* **Required action**:
Please give, word for word, the line containing "Query: green grass" and every line that comes after it in the data below.

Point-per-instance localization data
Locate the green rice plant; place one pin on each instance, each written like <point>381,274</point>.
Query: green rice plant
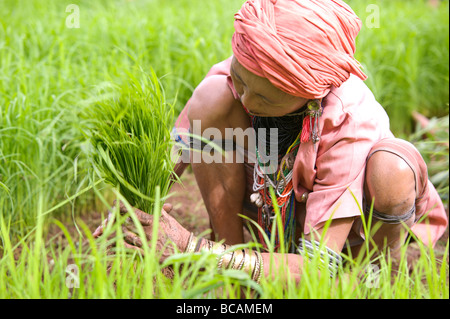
<point>129,134</point>
<point>403,47</point>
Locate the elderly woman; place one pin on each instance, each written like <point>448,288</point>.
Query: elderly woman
<point>293,70</point>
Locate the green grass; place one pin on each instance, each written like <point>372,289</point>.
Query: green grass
<point>129,138</point>
<point>51,74</point>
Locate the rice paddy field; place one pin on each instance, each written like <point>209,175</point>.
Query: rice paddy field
<point>61,61</point>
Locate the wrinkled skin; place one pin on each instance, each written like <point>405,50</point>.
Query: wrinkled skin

* **Completed exercise**:
Query: green grass
<point>129,138</point>
<point>51,74</point>
Locate the rice paddy field; place one pin on each instance, each written like <point>209,175</point>.
Query: rice paddy field
<point>61,61</point>
Locate the wrinkled skin; place one pin on each instance, each written like <point>405,50</point>.
Query: wrinkled skin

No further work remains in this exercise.